課題:
『フーコー入門』の読後感を記した文章の続きを、最後の文の後から書き継ぐこと。

本文:

* * * * * * *

『フーコー入門』中山元

フーコー入門 (ちくま新書)

フーコー入門 (ちくま新書)

「真理」「ヒューマニズム」「セクシュアリティ」といった様々の知の「権力」の鎖を解きはなち、「別の仕方」で考えることの可能性を提起した哲学者、フーコー。われわれの思考を規定する諸思想の枠組みを掘り起こす「考古学」においても、われわれという主体の根拠と条件を問う「系譜学」においても、フーコーが一貫して追求したのは「思考のエチカ」であった。変容しつつ持続するその歩みを明快に描きだす、新鮮な人門書。

3/18読了。今年25冊目。
とてもよくまとまったフーコーの入門書。フーコーの仕事を順番に読み解く、という非常にわかりやすい構成で、入門書としては完璧だと思う。

* * * * * * *

データセット:
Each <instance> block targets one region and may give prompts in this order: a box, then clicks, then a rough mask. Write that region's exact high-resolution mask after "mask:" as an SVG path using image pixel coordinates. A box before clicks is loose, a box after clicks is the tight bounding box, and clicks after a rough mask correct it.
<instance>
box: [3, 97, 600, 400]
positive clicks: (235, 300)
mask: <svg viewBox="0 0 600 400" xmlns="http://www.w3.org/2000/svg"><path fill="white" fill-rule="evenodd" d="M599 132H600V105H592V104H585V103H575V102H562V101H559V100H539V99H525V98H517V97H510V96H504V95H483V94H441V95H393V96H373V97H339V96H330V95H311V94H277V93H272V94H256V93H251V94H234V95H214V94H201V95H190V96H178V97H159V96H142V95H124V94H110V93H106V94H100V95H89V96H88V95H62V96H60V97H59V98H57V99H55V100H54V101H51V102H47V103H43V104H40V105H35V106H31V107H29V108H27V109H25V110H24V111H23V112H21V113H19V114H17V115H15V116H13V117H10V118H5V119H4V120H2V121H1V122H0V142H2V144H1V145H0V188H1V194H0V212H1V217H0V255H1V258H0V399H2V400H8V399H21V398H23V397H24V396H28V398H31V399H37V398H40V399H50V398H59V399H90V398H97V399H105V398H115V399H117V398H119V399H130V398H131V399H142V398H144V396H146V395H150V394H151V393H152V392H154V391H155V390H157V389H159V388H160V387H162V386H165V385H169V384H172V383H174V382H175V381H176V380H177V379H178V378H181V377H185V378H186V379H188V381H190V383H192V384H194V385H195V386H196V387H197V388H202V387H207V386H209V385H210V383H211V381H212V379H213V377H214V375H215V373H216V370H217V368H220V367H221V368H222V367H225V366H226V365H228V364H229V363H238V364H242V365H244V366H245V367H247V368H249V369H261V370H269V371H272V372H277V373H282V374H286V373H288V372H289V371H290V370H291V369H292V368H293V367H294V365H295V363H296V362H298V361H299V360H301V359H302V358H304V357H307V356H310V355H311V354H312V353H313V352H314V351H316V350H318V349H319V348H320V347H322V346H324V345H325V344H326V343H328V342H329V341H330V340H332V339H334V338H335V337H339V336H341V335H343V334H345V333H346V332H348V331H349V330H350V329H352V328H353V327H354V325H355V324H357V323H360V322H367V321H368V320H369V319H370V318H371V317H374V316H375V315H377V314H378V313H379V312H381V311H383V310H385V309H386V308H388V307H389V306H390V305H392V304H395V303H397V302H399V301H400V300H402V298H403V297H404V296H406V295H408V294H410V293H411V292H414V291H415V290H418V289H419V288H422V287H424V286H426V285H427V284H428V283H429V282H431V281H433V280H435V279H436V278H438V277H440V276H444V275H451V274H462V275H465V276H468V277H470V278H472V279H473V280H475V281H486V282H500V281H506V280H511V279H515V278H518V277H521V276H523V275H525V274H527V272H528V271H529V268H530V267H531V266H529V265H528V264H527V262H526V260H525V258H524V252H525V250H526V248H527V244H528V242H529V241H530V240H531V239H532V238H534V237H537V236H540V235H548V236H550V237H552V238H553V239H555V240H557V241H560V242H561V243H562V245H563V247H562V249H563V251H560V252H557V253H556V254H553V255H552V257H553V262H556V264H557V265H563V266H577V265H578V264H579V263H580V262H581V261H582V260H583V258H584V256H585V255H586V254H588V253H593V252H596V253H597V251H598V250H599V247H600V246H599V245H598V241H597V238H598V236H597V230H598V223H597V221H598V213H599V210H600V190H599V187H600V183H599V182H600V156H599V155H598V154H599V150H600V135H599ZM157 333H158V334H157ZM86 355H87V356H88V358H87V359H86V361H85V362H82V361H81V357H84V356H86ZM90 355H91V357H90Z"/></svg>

* * * * * * *

回答:
精神医療の否定、医学の否定、地の考古学、監獄の権力構造、真理について、実存の美学。ふり返ってみると実に多様なことに言及したフーコーの思想を貫くもの。それを描き出したかったと筆者はあとがきで書いている。ディスクールとかエノンセという概念はよくわからなかったけど、それを除けば、難しい概念もかみくだいて説明してあって、初心者でもよくわかる。ただし、多くのトピックを扱っているがゆえに、そのぶんそれぞれの項目についてはあまり掘り下げられていない。それは入門書には仕方のないことで、興味を煽るという意味では、この本は入門書の役割を大いに果たしていると思う。